__WHAT YOU SHOULD DO__: Set down all of the records exactly.

_ _ _ _

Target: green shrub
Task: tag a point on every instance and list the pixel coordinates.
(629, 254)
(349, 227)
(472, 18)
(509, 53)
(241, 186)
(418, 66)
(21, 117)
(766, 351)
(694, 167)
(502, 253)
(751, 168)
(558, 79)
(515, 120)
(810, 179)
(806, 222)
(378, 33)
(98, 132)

_ _ _ _

__SOLUTION TO THIS PROBLEM__:
Target: green shrub
Task: tag a point on every instance and list the pixel coordinates.
(629, 254)
(349, 227)
(472, 18)
(509, 53)
(241, 186)
(418, 66)
(21, 117)
(766, 351)
(694, 167)
(502, 253)
(751, 168)
(558, 79)
(515, 120)
(810, 179)
(806, 222)
(378, 33)
(98, 132)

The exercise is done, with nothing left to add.